→ **Data section**:
____________________

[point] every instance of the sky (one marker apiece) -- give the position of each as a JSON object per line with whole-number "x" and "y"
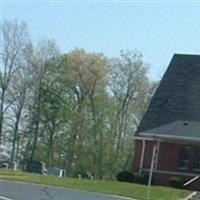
{"x": 157, "y": 29}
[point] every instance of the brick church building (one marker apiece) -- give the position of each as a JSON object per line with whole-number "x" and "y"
{"x": 170, "y": 128}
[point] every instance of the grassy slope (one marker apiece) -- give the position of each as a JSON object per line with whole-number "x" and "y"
{"x": 108, "y": 187}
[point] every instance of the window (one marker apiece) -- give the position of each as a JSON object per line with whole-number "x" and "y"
{"x": 197, "y": 159}
{"x": 184, "y": 157}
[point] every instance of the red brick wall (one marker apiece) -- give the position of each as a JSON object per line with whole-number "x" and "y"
{"x": 168, "y": 160}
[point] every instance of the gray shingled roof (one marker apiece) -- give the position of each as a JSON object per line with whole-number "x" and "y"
{"x": 177, "y": 100}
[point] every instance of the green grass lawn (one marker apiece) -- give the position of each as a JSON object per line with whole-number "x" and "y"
{"x": 108, "y": 187}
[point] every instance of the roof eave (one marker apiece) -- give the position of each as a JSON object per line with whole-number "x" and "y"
{"x": 170, "y": 137}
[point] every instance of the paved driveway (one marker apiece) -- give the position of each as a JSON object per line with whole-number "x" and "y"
{"x": 21, "y": 191}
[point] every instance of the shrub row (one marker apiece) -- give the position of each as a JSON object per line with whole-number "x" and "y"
{"x": 141, "y": 178}
{"x": 126, "y": 176}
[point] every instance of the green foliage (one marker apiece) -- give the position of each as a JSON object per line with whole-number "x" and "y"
{"x": 125, "y": 176}
{"x": 177, "y": 182}
{"x": 141, "y": 178}
{"x": 81, "y": 109}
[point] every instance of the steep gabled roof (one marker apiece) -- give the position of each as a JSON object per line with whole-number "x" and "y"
{"x": 176, "y": 102}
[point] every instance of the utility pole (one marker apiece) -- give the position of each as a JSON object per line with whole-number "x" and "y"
{"x": 153, "y": 160}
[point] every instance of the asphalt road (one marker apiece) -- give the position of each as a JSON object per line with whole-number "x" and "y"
{"x": 22, "y": 191}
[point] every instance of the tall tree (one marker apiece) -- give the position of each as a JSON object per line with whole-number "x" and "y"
{"x": 15, "y": 37}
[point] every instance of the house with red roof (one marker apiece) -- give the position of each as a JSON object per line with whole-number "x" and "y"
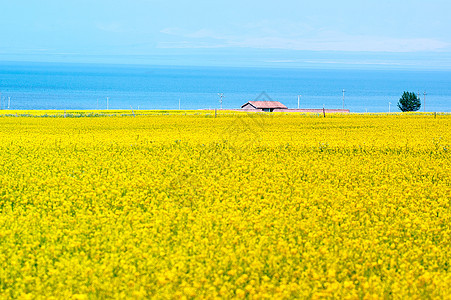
{"x": 263, "y": 106}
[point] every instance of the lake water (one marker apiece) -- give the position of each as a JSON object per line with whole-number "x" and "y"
{"x": 79, "y": 86}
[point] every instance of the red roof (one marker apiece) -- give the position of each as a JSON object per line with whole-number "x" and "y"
{"x": 265, "y": 104}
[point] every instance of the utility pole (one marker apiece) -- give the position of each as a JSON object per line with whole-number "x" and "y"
{"x": 344, "y": 98}
{"x": 221, "y": 95}
{"x": 424, "y": 101}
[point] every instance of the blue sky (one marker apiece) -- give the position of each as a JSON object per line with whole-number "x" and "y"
{"x": 284, "y": 33}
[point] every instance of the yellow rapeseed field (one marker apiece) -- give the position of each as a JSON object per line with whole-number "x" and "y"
{"x": 258, "y": 206}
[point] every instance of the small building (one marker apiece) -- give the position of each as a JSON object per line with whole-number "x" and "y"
{"x": 263, "y": 106}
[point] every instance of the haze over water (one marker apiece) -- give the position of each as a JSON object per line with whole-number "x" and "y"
{"x": 83, "y": 86}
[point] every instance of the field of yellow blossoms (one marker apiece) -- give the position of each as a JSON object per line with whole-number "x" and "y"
{"x": 258, "y": 206}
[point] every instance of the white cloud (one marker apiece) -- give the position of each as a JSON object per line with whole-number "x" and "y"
{"x": 259, "y": 36}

____________________

→ **Task details**: Set down the material above as is, without any pictures.

→ **The response**:
[point] every instance of the sky (one marker apiece) -- give the position of each as a JSON object per line with whole-number "x" and "y"
{"x": 157, "y": 29}
[point] every instance of the brick church building (one marker apiece) -- give the position of each as a JSON object per line with whole-number "x" and "y"
{"x": 170, "y": 128}
[point] every instance of the grassy slope (one marker apiece) -- give the position of each as a JSON object per line with whole-number "x" and "y"
{"x": 108, "y": 187}
[point] every instance of the window (one marker apiece) -- give the position of each as a JSON object per line with whole-number "x" and "y"
{"x": 197, "y": 159}
{"x": 184, "y": 157}
[point] every instance of the red brick wall (one marker apiece) -- give the position of each as a JSON object per line with whole-number "x" and "y"
{"x": 168, "y": 160}
[point] every instance of the gray shingled roof (one marker apiece) -- give the position of each as a JSON object per line with whole-number "x" and "y"
{"x": 177, "y": 100}
[point] every instance of the green grass lawn (one marker apiece) -- give the position of each as a JSON object per line with whole-number "x" and "y"
{"x": 108, "y": 187}
[point] every instance of the roof eave (one marker apiece) -- give the position of each as a JSON object per line with whole-number "x" and "y"
{"x": 170, "y": 137}
[point] every instance of the paved driveway (one marker apiece) -- give the position of each as a JSON object per line with whole-number "x" and "y"
{"x": 21, "y": 191}
[point] every instance of the shrub row (one marker apiece) -- give the position of each as a JSON object per line with whole-number "x" and "y"
{"x": 141, "y": 178}
{"x": 126, "y": 176}
[point] every instance of the green foliage (one marker apiece) -- give the position of each as a JSON object per line with whole-number "x" and "y"
{"x": 125, "y": 176}
{"x": 177, "y": 182}
{"x": 141, "y": 178}
{"x": 81, "y": 109}
[point] every instance of the steep gabled roof (one marker apiece) -- give the position of each as a JSON object per line with whole-number "x" and "y"
{"x": 176, "y": 102}
[point] every instance of the utility pole (one marker apiece) -- give the position of each as a JSON object per line with whole-number "x" and "y"
{"x": 153, "y": 160}
[point] every instance of the asphalt road (one marker apiece) -- give the position of each as a JSON object per line with whole-number "x" and "y"
{"x": 22, "y": 191}
[point] every instance of the tall tree (one marker apiece) -- give the position of each as a JSON object per line with whole-number "x" and "y"
{"x": 15, "y": 37}
[point] every instance of the house with red roof (one marker apiece) -- give the position of each as a JSON object per line with whole-number "x" and "y"
{"x": 263, "y": 106}
[point] every instance of the lake water (one marker apiece) -- give the position of each as a JSON object per line with whole-number "x" and "y"
{"x": 79, "y": 86}
[point] every instance of the red roof (one marker apiece) -- give the position of each as a JSON object per line with whole-number "x" and "y"
{"x": 265, "y": 104}
[point] every instance of the utility pole (one marker apiece) -- give the position of each as a JSON object per line with whole-number "x" and "y"
{"x": 344, "y": 98}
{"x": 221, "y": 95}
{"x": 424, "y": 101}
[point] every instance of the blue sky (one marker apiece) -- give the position of each as a JSON object per line with whole-number "x" and "y"
{"x": 284, "y": 33}
[point] every instance of the yellow rapeseed field (one marker apiece) -- give the position of each as a JSON object per line with whole-number "x" and "y"
{"x": 258, "y": 206}
[point] every instance of the small building (one marker apiece) -- give the position of each as a JSON object per line with whole-number "x" and "y"
{"x": 263, "y": 106}
[point] every instance of the haze over water (one marker apiece) -- give the position of each as a JSON object per line with whole-number "x" and "y"
{"x": 83, "y": 86}
[point] every instance of the field of yellow blossoms (one marker apiece) -- give the position of each as a JSON object per line with whole-number "x" and "y"
{"x": 258, "y": 206}
[point] every instance of the white cloud (one marker apiece) -- give the position of each as a JSON object per line with whole-number "x" and "y"
{"x": 259, "y": 36}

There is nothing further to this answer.